BEGIN Material provided

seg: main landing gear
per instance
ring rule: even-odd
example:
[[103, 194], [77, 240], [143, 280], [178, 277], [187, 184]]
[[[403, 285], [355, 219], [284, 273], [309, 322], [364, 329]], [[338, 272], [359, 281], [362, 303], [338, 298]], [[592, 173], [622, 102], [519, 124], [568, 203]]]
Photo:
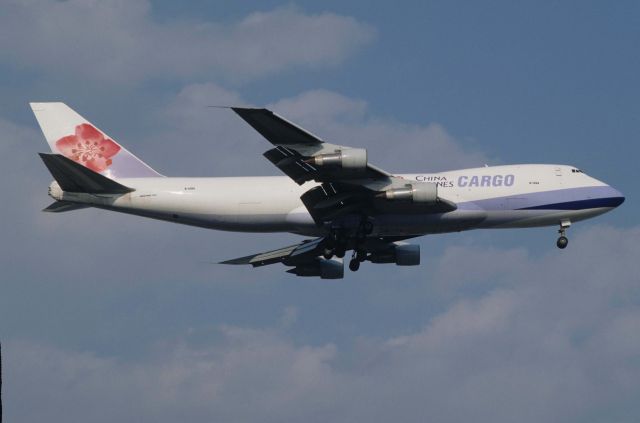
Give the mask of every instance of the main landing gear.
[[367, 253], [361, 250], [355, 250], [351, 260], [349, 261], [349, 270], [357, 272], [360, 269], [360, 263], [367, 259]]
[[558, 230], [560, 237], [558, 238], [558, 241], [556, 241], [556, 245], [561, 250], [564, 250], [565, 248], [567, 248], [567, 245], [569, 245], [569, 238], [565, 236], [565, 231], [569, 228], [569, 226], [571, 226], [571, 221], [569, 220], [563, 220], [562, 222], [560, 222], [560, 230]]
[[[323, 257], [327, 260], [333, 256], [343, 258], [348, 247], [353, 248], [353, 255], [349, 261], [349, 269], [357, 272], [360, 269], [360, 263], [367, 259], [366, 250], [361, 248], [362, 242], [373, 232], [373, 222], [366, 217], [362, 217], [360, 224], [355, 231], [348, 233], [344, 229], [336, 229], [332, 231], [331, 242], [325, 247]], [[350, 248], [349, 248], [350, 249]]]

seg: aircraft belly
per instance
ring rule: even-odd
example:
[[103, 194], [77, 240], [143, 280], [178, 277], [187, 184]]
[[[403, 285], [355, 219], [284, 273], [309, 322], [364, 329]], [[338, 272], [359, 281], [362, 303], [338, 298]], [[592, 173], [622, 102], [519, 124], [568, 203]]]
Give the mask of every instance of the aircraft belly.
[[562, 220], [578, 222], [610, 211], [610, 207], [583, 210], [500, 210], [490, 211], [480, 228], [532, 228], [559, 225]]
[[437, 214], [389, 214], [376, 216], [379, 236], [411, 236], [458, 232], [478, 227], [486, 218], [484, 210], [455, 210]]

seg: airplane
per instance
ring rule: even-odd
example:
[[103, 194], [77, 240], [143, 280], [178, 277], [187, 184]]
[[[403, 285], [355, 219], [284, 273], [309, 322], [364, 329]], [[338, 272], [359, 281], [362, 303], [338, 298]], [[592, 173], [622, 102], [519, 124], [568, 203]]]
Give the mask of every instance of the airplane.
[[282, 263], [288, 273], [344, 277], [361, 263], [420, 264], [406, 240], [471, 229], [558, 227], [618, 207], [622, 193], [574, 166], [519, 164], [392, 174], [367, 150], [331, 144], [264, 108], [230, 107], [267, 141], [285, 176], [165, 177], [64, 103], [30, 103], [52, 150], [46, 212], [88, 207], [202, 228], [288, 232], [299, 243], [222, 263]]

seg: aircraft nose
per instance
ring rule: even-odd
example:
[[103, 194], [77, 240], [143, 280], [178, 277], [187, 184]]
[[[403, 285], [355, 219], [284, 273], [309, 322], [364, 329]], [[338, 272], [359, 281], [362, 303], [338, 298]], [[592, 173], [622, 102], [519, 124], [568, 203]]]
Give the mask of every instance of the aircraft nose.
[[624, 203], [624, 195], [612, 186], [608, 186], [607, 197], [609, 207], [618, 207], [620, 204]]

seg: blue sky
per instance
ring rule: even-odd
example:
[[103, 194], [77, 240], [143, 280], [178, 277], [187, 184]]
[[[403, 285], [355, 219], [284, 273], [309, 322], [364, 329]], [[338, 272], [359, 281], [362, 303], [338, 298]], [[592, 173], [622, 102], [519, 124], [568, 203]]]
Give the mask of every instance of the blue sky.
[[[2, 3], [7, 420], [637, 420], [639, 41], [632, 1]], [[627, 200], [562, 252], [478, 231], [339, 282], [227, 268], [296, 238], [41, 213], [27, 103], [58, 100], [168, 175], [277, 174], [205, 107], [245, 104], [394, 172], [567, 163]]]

END Material provided
BEGIN Material provided

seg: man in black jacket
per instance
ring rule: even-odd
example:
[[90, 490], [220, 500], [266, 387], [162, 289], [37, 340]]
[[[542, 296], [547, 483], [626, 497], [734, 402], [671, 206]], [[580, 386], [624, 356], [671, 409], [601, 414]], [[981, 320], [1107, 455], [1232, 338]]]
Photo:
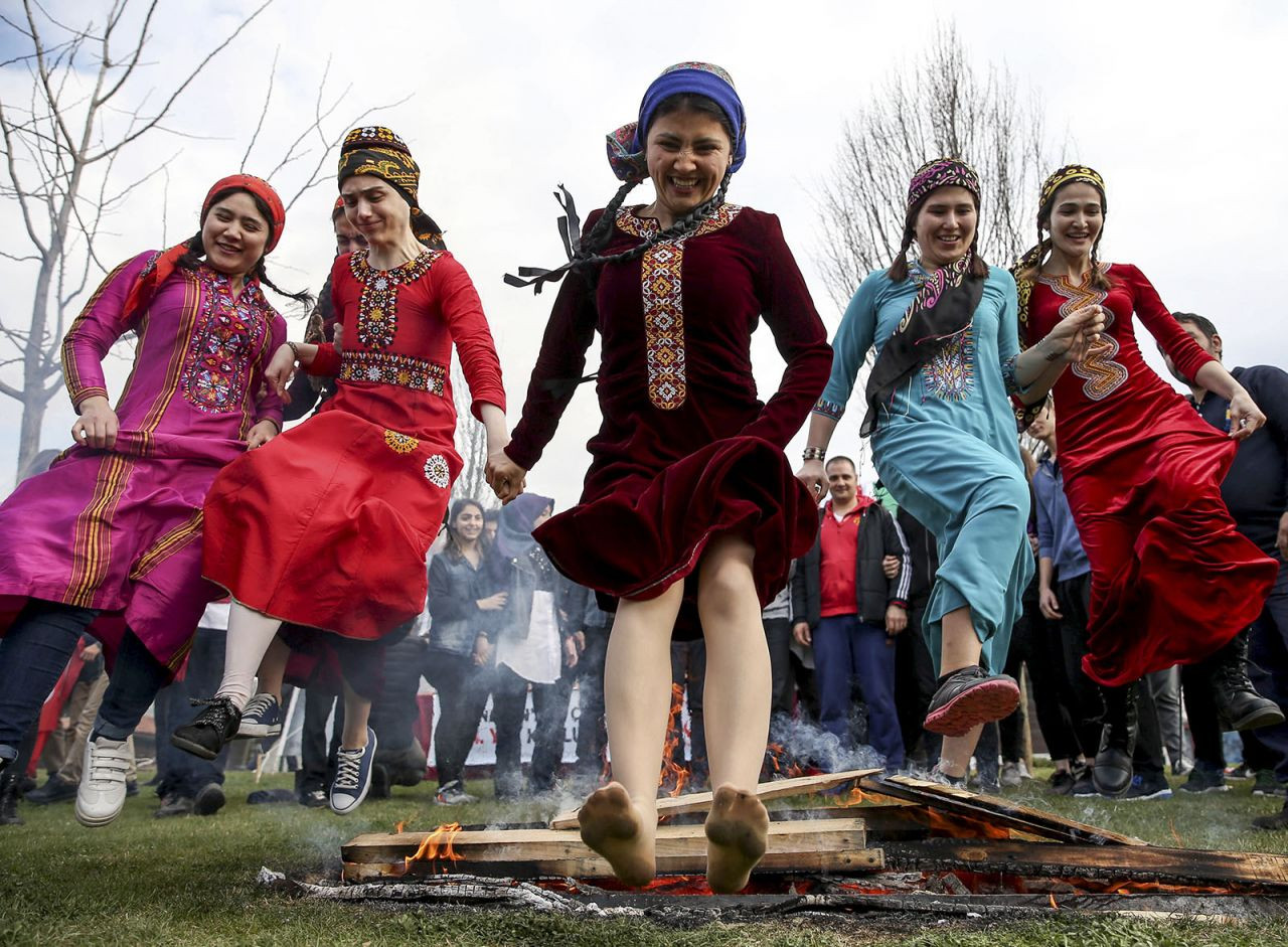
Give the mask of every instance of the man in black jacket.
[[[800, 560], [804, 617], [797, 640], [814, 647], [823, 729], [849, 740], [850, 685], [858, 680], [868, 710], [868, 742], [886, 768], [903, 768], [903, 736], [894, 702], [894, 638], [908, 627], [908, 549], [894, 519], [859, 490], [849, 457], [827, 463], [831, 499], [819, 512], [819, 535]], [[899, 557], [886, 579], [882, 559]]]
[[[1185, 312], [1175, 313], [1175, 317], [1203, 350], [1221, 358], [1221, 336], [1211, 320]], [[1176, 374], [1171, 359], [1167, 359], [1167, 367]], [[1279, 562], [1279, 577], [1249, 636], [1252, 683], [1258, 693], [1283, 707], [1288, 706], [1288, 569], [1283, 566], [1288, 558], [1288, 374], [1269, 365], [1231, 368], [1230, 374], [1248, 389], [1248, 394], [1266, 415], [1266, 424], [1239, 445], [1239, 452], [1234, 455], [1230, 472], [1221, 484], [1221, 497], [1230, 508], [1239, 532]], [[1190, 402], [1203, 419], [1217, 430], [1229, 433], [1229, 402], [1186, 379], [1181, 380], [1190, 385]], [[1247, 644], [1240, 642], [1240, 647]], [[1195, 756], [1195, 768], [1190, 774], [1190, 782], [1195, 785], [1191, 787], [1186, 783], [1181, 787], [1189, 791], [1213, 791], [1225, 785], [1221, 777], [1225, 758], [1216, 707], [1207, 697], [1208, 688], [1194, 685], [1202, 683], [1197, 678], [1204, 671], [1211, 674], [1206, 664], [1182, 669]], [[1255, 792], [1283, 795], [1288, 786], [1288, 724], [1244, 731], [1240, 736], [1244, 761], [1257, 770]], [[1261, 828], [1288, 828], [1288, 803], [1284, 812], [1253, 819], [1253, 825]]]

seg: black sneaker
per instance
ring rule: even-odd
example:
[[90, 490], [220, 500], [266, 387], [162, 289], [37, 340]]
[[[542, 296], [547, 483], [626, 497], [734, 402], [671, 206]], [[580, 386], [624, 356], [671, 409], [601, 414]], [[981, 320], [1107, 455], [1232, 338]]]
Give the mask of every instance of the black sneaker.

END Material provided

# What you need to do
Can you output the data from the line with "seg: airplane" to the line with "Give the mask of every instance of the airplane." as a Markdown table with the columns Row and Line, giving each line a row number and leaving out blank lines?

# Solution for this task
| Row | Line |
|---|---|
| 1 | seg: airplane |
| 2 | per instance |
| 3 | ring rule: even-odd |
| 4 | example: |
| 5 | [[103, 194], [77, 240], [143, 280], [178, 277], [187, 184]] |
| 6 | [[[403, 285], [355, 219], [284, 273], [309, 322], [364, 329]], [[338, 272], [359, 281], [362, 303], [338, 298]], [[592, 173], [622, 102], [519, 124], [568, 203]]] |
| 7 | Give the mask of every instance of the airplane. |